_TASK 1_
Answer these questions about the excerpt on microbicides.
(a) According to Lewis, who now makes up the majority of the people dying?
(b) Who made up Lewis's audience?
(c) For how long could an intravaginal ring be used?
_TASK 2_
Reproduce part of the excerpt on microbicides word for word. Begin at the words "The Journal’s readers" and stop after "important cautionary notes.".
_TASK 3_
Resume the excerpt on microbicides after its last sentence.

_SELECTED EXCERPT_
Lewis railed at the atrocity of HIV infection unchecked by effective treatment, then sounded a hopeful note: “People are dying in Malthusian numbers. . . . And the majority of those people are now women. . . . Women must somehow be given control over a way to protect themselves from HIV, and that way is microbicides.” Recognizing that his audience—the world’s foremost basic and clinical HIV researchers—might not be familiar with the concept of microbicides, he proceeded to describe products that might be “formulated as a topical gel, film, sponge, lubricant, time-released suppository, or intravaginal ring that could be used for months at a time.”
The Journal’s readers are likely to be familiar with the concept, because these pages have been among the most hospitable to scientific research reports and policy analyses on topical microbicides. Several contributions to this issue continue this tradition. They sound important cautionary notes.

_EXCERPTED DATA_
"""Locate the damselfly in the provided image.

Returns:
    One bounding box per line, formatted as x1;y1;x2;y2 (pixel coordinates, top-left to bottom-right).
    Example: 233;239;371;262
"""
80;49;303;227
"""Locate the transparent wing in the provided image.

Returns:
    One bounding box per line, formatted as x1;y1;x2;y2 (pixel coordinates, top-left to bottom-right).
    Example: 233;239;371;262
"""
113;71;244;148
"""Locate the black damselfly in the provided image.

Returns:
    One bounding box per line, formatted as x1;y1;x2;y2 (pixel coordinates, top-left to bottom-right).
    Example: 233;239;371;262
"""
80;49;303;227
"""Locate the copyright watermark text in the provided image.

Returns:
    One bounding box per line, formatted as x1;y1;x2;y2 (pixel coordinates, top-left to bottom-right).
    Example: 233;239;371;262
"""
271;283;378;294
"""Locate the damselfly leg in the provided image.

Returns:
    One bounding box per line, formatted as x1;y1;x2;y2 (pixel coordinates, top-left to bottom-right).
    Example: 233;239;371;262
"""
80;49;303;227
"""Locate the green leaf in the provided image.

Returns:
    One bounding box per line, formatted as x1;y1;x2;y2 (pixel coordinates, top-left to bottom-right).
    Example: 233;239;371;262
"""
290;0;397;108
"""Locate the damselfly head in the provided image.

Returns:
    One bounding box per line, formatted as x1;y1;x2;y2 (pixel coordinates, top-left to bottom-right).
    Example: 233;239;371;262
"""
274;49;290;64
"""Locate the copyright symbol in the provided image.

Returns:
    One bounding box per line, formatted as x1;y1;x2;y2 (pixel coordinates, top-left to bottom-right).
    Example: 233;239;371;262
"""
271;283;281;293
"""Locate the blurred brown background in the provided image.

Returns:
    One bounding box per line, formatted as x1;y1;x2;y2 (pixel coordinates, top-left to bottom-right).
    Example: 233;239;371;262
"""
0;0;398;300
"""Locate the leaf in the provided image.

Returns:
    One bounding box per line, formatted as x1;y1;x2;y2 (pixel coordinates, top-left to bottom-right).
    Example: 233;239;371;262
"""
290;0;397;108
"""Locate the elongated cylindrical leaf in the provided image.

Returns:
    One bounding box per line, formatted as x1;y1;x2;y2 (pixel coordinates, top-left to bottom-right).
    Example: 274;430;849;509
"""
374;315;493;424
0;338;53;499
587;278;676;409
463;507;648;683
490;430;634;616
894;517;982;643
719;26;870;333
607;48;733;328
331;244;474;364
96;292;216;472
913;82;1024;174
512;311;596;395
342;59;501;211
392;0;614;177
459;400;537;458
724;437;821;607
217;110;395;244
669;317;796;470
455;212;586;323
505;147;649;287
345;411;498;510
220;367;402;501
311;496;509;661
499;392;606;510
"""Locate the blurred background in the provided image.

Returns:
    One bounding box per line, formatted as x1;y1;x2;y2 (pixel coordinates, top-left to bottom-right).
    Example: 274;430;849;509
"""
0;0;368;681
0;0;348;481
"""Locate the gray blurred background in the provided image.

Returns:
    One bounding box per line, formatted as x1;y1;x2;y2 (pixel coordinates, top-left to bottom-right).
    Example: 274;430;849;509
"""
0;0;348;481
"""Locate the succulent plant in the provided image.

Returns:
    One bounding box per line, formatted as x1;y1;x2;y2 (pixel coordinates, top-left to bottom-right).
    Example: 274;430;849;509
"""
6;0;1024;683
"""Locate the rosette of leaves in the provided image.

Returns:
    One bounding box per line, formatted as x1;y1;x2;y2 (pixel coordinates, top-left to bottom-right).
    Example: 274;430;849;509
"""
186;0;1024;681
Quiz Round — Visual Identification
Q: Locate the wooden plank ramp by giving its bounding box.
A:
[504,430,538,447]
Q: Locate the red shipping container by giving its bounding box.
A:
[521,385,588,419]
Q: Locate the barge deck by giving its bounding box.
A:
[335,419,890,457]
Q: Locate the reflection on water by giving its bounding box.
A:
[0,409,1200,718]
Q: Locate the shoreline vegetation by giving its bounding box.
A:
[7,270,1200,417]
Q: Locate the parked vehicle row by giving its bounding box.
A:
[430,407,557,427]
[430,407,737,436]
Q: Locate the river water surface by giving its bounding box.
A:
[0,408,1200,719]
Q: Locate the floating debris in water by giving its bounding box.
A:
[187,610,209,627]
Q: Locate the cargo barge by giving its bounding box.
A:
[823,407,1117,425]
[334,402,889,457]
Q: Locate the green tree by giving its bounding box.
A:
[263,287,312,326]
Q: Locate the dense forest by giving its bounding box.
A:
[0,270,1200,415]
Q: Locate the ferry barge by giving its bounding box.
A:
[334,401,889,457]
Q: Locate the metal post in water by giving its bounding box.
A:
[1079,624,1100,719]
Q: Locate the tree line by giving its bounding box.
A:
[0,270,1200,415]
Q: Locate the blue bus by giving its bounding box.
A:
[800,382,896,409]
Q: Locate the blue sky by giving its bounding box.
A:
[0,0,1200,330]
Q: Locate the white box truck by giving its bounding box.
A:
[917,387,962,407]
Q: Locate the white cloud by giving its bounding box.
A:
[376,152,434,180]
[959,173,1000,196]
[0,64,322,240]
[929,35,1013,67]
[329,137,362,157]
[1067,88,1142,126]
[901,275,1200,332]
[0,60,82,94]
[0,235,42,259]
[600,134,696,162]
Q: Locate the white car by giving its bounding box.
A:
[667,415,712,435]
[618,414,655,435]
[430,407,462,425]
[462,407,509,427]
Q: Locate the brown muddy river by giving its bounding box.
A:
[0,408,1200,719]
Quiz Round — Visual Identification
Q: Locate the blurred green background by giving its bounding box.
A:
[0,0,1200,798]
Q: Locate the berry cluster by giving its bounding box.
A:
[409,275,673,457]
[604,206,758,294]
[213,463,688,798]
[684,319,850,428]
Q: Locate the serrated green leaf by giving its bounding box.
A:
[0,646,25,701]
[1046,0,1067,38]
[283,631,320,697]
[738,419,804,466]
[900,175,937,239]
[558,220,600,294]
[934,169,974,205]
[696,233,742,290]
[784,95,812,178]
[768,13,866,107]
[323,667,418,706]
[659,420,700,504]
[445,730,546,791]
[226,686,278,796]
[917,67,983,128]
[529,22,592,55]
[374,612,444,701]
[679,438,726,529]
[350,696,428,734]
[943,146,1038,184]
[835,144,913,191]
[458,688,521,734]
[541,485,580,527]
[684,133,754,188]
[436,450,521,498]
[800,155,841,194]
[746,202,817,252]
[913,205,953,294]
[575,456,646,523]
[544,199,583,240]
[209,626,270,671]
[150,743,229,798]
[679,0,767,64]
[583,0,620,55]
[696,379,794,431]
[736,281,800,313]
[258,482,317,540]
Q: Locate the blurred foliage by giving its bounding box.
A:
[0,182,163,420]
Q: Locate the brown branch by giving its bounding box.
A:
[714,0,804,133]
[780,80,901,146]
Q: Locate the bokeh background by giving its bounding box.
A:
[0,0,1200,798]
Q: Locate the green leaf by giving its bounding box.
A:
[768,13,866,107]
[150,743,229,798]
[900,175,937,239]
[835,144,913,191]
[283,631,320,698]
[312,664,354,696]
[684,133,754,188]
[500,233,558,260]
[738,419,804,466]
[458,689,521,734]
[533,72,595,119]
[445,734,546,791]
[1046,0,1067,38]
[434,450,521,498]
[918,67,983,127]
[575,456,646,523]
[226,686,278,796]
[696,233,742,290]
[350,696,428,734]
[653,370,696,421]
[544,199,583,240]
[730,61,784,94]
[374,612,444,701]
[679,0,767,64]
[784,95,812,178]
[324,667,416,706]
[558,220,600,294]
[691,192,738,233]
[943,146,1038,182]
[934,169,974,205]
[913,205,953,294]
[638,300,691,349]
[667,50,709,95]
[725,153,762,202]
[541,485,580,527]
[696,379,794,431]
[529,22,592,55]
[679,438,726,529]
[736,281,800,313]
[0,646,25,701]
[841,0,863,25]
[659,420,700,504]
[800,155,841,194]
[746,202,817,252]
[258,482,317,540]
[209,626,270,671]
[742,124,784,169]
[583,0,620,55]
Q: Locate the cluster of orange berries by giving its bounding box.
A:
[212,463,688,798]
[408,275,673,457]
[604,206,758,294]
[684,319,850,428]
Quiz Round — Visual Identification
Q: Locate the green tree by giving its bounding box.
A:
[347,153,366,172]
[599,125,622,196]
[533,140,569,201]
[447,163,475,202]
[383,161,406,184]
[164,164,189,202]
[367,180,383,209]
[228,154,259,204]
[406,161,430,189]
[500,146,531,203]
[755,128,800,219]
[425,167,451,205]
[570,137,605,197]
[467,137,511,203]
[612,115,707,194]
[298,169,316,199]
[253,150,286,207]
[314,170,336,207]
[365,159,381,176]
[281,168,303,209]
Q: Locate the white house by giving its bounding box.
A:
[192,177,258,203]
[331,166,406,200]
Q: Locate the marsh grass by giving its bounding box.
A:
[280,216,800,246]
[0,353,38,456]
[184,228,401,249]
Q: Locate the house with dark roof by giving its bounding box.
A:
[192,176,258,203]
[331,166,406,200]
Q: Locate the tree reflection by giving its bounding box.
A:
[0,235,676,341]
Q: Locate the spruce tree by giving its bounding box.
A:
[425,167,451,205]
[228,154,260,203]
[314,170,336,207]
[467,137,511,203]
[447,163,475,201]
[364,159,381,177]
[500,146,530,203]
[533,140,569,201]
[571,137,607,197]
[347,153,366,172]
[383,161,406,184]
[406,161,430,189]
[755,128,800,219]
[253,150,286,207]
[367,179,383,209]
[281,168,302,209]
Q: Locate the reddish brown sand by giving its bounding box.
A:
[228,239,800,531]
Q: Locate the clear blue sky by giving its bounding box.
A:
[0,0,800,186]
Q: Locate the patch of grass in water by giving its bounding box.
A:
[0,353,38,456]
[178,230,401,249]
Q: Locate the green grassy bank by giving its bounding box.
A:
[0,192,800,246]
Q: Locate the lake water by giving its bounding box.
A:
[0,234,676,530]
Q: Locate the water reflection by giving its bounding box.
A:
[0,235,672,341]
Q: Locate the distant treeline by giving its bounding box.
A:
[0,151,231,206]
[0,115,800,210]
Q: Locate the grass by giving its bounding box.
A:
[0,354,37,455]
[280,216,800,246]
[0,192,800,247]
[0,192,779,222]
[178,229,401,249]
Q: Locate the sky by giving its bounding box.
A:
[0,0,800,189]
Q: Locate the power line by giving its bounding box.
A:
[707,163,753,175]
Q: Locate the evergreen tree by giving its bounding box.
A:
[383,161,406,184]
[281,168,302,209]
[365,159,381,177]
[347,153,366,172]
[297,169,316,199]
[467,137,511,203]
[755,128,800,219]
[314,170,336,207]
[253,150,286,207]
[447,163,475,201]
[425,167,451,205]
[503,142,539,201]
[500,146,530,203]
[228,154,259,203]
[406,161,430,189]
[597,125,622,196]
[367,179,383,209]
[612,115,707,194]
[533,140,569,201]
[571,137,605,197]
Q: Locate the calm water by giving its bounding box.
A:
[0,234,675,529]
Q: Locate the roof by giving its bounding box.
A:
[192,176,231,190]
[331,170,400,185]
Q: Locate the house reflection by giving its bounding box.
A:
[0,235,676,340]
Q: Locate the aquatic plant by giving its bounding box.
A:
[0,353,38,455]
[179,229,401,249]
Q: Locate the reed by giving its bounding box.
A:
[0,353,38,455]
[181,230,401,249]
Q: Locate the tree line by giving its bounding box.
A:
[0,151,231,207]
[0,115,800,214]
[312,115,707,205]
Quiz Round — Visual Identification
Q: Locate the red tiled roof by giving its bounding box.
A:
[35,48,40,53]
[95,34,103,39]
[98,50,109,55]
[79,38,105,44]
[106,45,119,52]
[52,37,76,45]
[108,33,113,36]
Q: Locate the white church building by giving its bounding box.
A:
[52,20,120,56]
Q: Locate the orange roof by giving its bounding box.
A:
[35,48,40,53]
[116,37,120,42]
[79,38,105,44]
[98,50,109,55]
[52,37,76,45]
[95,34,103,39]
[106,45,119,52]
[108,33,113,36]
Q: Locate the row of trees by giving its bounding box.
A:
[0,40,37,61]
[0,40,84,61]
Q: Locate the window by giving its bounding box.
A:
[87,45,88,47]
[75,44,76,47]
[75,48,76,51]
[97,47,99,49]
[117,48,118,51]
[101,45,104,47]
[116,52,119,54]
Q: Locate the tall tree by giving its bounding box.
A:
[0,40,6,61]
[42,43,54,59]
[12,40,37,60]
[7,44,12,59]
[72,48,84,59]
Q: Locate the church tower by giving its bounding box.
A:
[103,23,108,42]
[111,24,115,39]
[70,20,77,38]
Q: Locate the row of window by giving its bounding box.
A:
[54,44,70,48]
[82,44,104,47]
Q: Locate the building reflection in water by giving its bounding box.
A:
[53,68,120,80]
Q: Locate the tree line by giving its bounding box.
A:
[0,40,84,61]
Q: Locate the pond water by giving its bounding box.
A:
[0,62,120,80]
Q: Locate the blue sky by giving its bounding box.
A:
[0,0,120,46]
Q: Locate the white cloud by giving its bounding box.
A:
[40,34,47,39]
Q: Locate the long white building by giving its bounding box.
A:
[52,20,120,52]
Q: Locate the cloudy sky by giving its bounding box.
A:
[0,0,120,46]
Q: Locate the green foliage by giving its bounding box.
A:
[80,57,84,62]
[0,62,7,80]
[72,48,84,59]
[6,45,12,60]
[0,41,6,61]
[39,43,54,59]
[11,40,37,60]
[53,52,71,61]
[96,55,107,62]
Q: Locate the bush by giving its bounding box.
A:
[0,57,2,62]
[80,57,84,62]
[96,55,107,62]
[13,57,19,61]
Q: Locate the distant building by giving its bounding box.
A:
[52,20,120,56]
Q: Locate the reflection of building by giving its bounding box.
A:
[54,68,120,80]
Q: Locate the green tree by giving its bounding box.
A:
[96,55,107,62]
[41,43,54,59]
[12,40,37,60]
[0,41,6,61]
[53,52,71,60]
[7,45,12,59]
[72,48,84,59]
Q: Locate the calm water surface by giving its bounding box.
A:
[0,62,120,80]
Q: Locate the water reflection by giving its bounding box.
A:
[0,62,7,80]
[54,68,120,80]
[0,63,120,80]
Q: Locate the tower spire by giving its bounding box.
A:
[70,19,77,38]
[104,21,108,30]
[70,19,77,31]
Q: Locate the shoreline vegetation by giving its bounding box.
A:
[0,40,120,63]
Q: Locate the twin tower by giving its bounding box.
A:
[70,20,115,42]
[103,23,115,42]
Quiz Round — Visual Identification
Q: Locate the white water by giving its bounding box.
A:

_ANSWER SECTION 1_
(a) Women.
(b) The world's foremost basic and clinical HIV researchers.
(c) For months at a time.

_ANSWER SECTION 2_
The Journal’s readers are likely to be familiar with the concept, because these pages have been among the most hospitable to scientific research reports and policy analyses on topical microbicides. Several contributions to this issue continue this tradition. They sound important cautionary notes.

_ANSWER SECTION 3_
First, the field is at a crossroads, at risk of lurching down either of 2 possible paths that would impede its progress. Legitimate concerns about disrupting planned field trials fail to outweigh more serious concerns over plans to test too many “me too” products in a strategically incoherent, indefensibly costly, and risky multitrial program (Gross, p1085). But it is equally important not to permanently institutionalize an ad hoc fix for problems of the past by creating some sort of centralized gatekeeper controlling access to field trials for future candidates. Effective integration of a pharmaceutical-industry approach means that future candidates will benefit from detailed understanding of cellular processes of infection and rigorous screening to discard less promising candidates.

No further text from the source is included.